Ciccoritti turned his hand to television in the early 90’s, where he quickly earned critical acclaim and awards working on projects including The Hitchhiker, La Femme Nikita, Catwalk, Due South, and the groundbreaking mini-series Straight Up I and II. It was his work on television movies, however, that brought him the greatest degree of recognition. Ciccoritti was awarded Gemini Awards for Best Direction for Net Worth (1997), Chasing Cain I: Vows (2001), Trudeau (2002) and The Many Trials of One Jane Doe (2003).
While honing his distinctive style in television, Ciccoritti continued making feature films such as the controversial Paris, France (1993), a box-office hit and included in the collection “The 50 Most Erotic Films of All Time”. His 1999 feature The Life Before This was selected for the Toronto and Berlin film festivals and earned Catherine O’Hara a Genie Award as Best Supporting Actress. Boy Meets Girl (1998), which also premiered at the Toronto Film Festival, was named Best Film at the Cologne Film Festival.

■ Material shown:
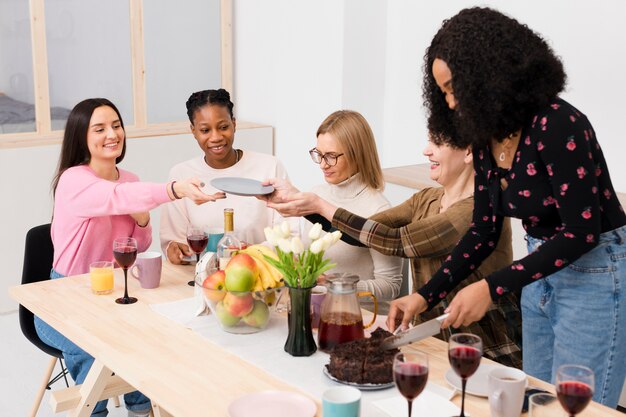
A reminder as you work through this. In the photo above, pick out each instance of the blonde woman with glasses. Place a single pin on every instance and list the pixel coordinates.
(347, 156)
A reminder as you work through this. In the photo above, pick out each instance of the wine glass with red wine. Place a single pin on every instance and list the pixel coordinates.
(574, 387)
(410, 373)
(125, 253)
(464, 353)
(197, 238)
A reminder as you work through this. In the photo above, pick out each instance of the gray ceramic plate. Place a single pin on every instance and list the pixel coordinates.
(241, 186)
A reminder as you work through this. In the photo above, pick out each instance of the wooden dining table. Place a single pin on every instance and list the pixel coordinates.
(185, 374)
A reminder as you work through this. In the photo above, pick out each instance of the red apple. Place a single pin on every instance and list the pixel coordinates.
(238, 305)
(241, 273)
(259, 316)
(224, 316)
(215, 283)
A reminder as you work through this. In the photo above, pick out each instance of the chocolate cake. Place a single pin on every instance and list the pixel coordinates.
(362, 361)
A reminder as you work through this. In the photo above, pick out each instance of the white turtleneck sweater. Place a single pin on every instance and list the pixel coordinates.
(380, 274)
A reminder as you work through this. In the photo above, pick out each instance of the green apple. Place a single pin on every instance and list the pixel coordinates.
(242, 272)
(238, 305)
(214, 286)
(259, 316)
(224, 316)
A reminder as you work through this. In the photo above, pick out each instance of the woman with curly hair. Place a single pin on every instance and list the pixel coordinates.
(493, 83)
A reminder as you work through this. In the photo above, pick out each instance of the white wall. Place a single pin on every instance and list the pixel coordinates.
(26, 173)
(295, 62)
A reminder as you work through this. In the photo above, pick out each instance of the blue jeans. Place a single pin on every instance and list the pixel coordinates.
(79, 362)
(578, 316)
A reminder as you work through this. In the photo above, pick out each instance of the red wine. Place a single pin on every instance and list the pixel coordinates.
(410, 379)
(574, 396)
(198, 242)
(464, 360)
(125, 256)
(339, 328)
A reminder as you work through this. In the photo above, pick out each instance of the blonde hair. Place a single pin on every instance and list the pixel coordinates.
(356, 138)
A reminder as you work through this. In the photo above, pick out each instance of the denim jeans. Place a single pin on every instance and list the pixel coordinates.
(578, 316)
(79, 362)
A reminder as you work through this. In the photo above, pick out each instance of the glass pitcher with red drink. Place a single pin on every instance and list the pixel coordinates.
(340, 315)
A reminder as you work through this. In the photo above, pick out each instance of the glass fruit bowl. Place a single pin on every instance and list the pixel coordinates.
(240, 312)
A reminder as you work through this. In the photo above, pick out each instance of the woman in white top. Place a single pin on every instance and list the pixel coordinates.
(346, 153)
(213, 126)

■ Work to complete:
Transcribe the part of the passage on Ciccoritti's television and film work between "While honing his" and "Cologne Film Festival.", inclusive.

■ Answer section:
While honing his distinctive style in television, Ciccoritti continued making feature films such as the controversial Paris, France (1993), a box-office hit and included in the collection “The 50 Most Erotic Films of All Time”. His 1999 feature The Life Before This was selected for the Toronto and Berlin film festivals and earned Catherine O’Hara a Genie Award as Best Supporting Actress. Boy Meets Girl (1998), which also premiered at the Toronto Film Festival, was named Best Film at the Cologne Film Festival.